Given instruction
Convert all of the data below into a JSON list of strings, one string per line, leaving out blank lines.

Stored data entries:
[Begin]

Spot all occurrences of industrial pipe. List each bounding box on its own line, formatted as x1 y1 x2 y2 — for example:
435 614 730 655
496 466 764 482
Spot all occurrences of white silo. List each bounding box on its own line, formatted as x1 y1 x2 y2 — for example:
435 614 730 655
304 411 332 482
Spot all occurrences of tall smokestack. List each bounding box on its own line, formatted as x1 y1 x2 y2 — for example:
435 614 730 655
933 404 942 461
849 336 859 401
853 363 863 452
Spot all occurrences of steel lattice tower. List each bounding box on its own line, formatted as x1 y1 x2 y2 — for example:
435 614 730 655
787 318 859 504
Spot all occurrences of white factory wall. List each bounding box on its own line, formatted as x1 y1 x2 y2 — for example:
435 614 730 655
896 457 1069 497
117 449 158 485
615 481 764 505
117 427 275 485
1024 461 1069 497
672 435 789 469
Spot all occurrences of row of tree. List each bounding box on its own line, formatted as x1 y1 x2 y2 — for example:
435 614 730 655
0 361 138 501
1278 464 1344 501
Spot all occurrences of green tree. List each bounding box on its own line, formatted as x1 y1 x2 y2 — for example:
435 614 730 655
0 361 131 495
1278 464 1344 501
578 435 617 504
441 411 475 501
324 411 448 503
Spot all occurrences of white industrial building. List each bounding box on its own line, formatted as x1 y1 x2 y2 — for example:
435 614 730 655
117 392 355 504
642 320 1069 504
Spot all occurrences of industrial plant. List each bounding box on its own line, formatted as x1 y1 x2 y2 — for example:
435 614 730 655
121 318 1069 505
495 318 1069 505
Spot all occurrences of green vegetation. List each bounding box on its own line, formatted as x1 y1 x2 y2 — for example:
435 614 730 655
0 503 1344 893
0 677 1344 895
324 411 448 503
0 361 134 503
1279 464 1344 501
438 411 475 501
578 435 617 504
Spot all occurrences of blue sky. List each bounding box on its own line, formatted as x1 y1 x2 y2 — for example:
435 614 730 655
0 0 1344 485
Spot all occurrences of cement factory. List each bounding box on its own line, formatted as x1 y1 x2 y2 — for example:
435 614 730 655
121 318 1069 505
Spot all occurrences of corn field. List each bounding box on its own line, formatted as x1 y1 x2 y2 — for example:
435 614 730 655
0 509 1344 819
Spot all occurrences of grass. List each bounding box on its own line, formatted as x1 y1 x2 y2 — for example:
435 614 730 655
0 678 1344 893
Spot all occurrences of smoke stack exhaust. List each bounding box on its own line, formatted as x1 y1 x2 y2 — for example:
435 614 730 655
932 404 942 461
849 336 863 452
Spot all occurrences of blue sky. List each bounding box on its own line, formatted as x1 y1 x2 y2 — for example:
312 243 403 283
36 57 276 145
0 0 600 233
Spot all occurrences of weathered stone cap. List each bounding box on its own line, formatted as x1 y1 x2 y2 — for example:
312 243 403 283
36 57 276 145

[End]

Written response
[
  "Spot all occurrences of industrial pipe. List each bounding box on its own line, formatted as x1 y1 x2 y2 — for example:",
  "435 614 730 655",
  "496 466 764 482",
  "Spot all occurrences of white silo. List each bounding box on its own line, formatted as x1 y1 x2 y2 — for example:",
  "435 614 730 655",
  "304 411 332 482",
  "Spot all occurrences of tall smokestack. List each bounding box on its own line, formatted as x1 y1 x2 y2 — for example:",
  "435 614 730 655",
  "933 404 942 461",
  "849 336 859 401",
  "853 363 863 452",
  "Spot all occurrences of steel lattice tower. List each bounding box on its own line, formatted as x1 y1 x2 y2 — for example:",
  "435 614 730 655",
  "787 318 859 504",
  "Spot all occurrences of white factory wall. List each bounding box on its own line, formatted as x1 y1 x2 y2 — for example:",
  "435 614 730 655",
  "896 457 1069 497",
  "117 449 158 485",
  "615 481 764 505",
  "117 427 275 485",
  "1024 461 1069 497",
  "672 435 789 469",
  "Spot all occurrences of row of tree. List each bounding box on its own line, formatted as x1 y1 x2 y2 — for example:",
  "435 614 730 655",
  "0 361 138 501",
  "1278 464 1344 501",
  "Spot all occurrences of green tree. List each bounding box on its own line, formatted as x1 y1 x2 y2 — for example:",
  "435 614 730 655",
  "0 361 131 495",
  "1278 464 1344 501",
  "578 435 617 504",
  "441 411 475 501",
  "324 411 448 503",
  "Spot all occurrences of white industrial building. List each bounding box on its own line, formatted as x1 y1 x2 y2 — for example:",
  "435 614 730 655",
  "117 392 355 504",
  "642 320 1069 504",
  "Spot all occurrences of industrial plant. List each bounding box on its own line, formatted as x1 y1 x2 y2 — for example:",
  "435 614 730 655",
  "121 318 1069 505",
  "495 318 1069 505",
  "Spot all occurrences of green vegetation. List each bounding box on its own line, formatted as x1 y1 x2 y2 — for example:",
  "435 614 730 655",
  "0 503 1344 893",
  "0 677 1344 895",
  "324 411 448 503",
  "0 361 134 503",
  "1279 464 1344 501",
  "438 411 475 501",
  "578 435 617 504",
  "Spot all occurrences of blue sky. List each bounding box on its own line, formatted as x1 y1 x2 y2 — for example:",
  "435 614 730 655",
  "0 0 1344 485",
  "Spot all occurrences of cement factory. List each bounding box on its own line, formatted as x1 y1 x2 y2 — for example:",
  "435 614 730 655",
  "121 318 1069 505",
  "Spot all occurrences of corn field. List each bounding box on its own line, formatted as x1 y1 x2 y2 — for example:",
  "435 614 730 655",
  "0 509 1344 819",
  "Spot all occurrences of grass. List each bounding box on its own line, formatted as x1 y1 x2 y2 — for example:",
  "435 614 730 655",
  "0 678 1344 893",
  "Spot all occurrences of smoke stack exhaust. List each bounding box on its own line, formatted as x1 y1 x2 y2 — for example:",
  "435 614 730 655",
  "932 404 942 461",
  "849 336 863 452",
  "Spot all occurrences of blue sky. List each bounding box on its own line, formatted as x1 y1 x2 y2 — for example:",
  "312 243 403 283",
  "36 57 276 145",
  "0 0 600 233",
  "Spot all occurrences of weathered stone cap. List each bounding box on its own line, formatted as x1 y1 x2 y2 — for example:",
  "312 243 403 283",
  "36 57 276 145"
]